All records below are to be repeated precisely, with nothing added.

----- Source material -----

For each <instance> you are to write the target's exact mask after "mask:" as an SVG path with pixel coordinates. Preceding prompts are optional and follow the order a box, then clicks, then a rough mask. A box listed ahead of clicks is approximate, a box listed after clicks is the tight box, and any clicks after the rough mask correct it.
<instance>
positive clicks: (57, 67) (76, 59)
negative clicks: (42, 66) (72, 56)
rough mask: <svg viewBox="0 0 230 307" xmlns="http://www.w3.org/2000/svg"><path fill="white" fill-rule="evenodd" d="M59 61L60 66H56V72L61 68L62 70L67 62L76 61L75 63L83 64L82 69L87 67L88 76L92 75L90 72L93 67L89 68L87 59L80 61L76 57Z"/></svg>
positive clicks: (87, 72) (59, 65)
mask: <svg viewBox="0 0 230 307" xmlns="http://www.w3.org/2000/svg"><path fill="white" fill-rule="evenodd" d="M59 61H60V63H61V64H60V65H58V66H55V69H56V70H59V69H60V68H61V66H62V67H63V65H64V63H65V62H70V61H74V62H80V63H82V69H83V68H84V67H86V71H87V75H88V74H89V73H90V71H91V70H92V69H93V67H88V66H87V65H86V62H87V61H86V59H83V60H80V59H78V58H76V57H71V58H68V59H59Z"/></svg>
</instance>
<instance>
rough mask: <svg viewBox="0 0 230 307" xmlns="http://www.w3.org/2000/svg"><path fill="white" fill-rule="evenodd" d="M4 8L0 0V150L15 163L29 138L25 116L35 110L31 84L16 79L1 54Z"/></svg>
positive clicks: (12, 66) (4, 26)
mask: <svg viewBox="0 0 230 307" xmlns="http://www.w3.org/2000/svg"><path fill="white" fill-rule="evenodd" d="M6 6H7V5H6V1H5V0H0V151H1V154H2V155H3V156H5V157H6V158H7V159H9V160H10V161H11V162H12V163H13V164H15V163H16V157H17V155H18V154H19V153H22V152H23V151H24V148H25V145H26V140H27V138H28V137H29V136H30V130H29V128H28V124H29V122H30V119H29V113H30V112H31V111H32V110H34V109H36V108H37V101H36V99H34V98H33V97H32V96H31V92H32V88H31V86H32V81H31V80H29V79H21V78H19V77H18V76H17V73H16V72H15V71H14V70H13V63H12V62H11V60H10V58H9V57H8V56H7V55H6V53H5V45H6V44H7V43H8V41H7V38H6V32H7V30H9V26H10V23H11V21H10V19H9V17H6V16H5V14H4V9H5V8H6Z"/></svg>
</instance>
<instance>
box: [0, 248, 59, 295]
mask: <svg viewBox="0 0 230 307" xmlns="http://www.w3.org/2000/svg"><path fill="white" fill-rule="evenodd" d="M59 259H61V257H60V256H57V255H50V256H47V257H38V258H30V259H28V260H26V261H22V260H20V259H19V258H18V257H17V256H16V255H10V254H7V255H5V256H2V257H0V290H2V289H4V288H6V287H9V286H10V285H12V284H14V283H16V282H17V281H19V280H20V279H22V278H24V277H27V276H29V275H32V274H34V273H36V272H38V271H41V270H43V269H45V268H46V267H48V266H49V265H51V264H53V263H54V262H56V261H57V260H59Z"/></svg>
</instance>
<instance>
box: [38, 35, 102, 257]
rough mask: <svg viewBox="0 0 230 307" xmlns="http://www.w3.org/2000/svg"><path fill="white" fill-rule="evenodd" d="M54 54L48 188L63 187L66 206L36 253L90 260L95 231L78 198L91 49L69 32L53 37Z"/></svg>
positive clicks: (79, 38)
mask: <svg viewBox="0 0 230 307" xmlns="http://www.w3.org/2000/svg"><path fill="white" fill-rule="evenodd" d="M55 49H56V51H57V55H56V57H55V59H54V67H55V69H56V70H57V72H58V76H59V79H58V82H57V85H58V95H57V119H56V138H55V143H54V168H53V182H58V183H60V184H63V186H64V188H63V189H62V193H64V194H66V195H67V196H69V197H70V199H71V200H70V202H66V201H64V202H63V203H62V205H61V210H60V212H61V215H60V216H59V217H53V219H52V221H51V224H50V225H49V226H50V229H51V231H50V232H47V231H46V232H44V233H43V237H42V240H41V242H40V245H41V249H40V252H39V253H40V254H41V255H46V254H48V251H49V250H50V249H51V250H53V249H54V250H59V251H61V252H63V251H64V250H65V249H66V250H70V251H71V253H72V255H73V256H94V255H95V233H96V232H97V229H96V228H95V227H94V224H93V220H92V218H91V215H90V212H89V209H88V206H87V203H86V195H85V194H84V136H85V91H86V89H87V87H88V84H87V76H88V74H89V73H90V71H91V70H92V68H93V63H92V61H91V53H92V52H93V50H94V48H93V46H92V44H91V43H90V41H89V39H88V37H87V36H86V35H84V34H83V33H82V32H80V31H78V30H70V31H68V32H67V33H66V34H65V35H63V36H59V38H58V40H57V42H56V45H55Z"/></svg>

-----

Completed task:
For each <instance> you are to write the target's exact mask after "mask:" as an SVG path with pixel coordinates. Preceding prompts are optional and follow the order a box, then clicks, then a rough mask. A box listed ahead of clicks is approximate, a box listed after clicks is the tight box, and any clicks after the rough mask correct it.
<instance>
positive clicks: (57, 67) (76, 59)
negative clicks: (42, 66) (72, 56)
rough mask: <svg viewBox="0 0 230 307" xmlns="http://www.w3.org/2000/svg"><path fill="white" fill-rule="evenodd" d="M59 61L60 66H56V72L61 68L62 70L67 62L76 61L75 63L83 64L82 69L87 67L88 76L92 75L90 72L93 67L89 68L87 59L80 61L76 57Z"/></svg>
positive clicks: (87, 72) (59, 65)
mask: <svg viewBox="0 0 230 307" xmlns="http://www.w3.org/2000/svg"><path fill="white" fill-rule="evenodd" d="M59 61H60V63H61V64H60V65H58V66H55V69H56V70H59V69H60V68H61V66H62V67H63V65H64V63H65V62H70V61H74V62H80V63H82V69H83V68H84V67H86V71H87V75H88V74H89V73H90V71H91V70H92V69H93V67H88V66H87V65H86V62H87V61H86V59H83V60H80V59H78V58H76V57H71V58H68V59H59Z"/></svg>
</instance>
<instance>
rough mask: <svg viewBox="0 0 230 307" xmlns="http://www.w3.org/2000/svg"><path fill="white" fill-rule="evenodd" d="M4 8L0 0V150L15 163L29 138L25 116L35 110L31 84L16 79L1 54Z"/></svg>
positive clicks: (12, 66) (4, 26)
mask: <svg viewBox="0 0 230 307" xmlns="http://www.w3.org/2000/svg"><path fill="white" fill-rule="evenodd" d="M6 6H7V5H6V1H5V0H0V151H1V154H2V155H3V156H5V157H6V158H7V159H9V160H10V161H11V162H12V163H13V164H15V163H16V157H17V155H18V154H19V153H22V152H23V151H24V148H25V145H26V140H27V138H28V137H29V136H30V130H29V128H28V124H29V122H30V119H29V113H30V112H31V111H32V110H34V109H36V108H37V101H36V99H34V98H33V97H32V96H31V92H32V88H31V86H32V81H31V80H29V79H21V78H19V77H18V76H17V73H16V72H15V71H14V70H13V63H12V62H11V60H10V58H9V57H8V56H7V55H6V53H5V45H6V44H7V43H8V41H7V38H6V32H7V30H9V26H10V23H11V21H10V19H9V17H6V16H5V14H4V9H5V8H6Z"/></svg>
</instance>
<instance>
box: [0, 248, 59, 295]
mask: <svg viewBox="0 0 230 307" xmlns="http://www.w3.org/2000/svg"><path fill="white" fill-rule="evenodd" d="M59 259H61V257H60V256H57V255H50V256H47V257H38V258H30V259H28V260H26V261H22V260H20V259H19V258H18V257H17V256H16V255H10V254H7V255H5V256H2V257H0V290H2V289H4V288H6V287H9V286H10V285H12V284H14V283H16V282H17V281H19V280H20V279H22V278H24V277H27V276H29V275H32V274H34V273H36V272H38V271H41V270H43V269H45V268H46V267H48V266H49V265H51V264H53V263H54V262H56V261H57V260H59Z"/></svg>
</instance>
<instance>
box: [38, 35, 102, 257]
rough mask: <svg viewBox="0 0 230 307" xmlns="http://www.w3.org/2000/svg"><path fill="white" fill-rule="evenodd" d="M54 54L48 188L63 187L66 206L36 253L90 260L95 231L78 198L91 49L69 32L53 37Z"/></svg>
positive clicks: (79, 38)
mask: <svg viewBox="0 0 230 307" xmlns="http://www.w3.org/2000/svg"><path fill="white" fill-rule="evenodd" d="M55 49H56V51H57V55H56V57H55V59H54V67H55V69H56V70H57V72H58V76H59V79H58V82H57V85H58V95H57V119H56V138H55V143H54V168H53V182H58V183H60V184H63V186H64V188H63V189H62V193H64V194H66V195H67V196H69V197H70V199H71V200H70V202H66V201H64V202H63V203H62V205H61V210H60V212H61V215H60V216H59V217H53V219H52V221H51V224H50V225H49V226H50V229H51V231H50V232H47V231H46V232H44V233H43V237H42V240H41V242H40V245H41V249H40V252H39V253H40V254H41V255H46V254H48V251H49V250H50V249H51V250H53V249H54V250H59V251H61V252H63V251H64V250H65V249H66V250H70V251H71V253H72V255H73V256H94V255H95V233H96V232H97V229H96V228H95V227H94V224H93V220H92V218H91V215H90V212H89V209H88V206H87V203H86V195H85V194H84V136H85V91H86V89H87V87H88V84H87V76H88V74H89V73H90V71H91V70H92V68H93V63H92V61H91V53H92V52H93V50H94V48H93V46H92V44H91V43H90V41H89V39H88V37H87V36H86V35H84V34H83V33H82V32H80V31H78V30H70V31H68V32H67V33H66V34H65V35H63V36H59V38H58V40H57V42H56V45H55Z"/></svg>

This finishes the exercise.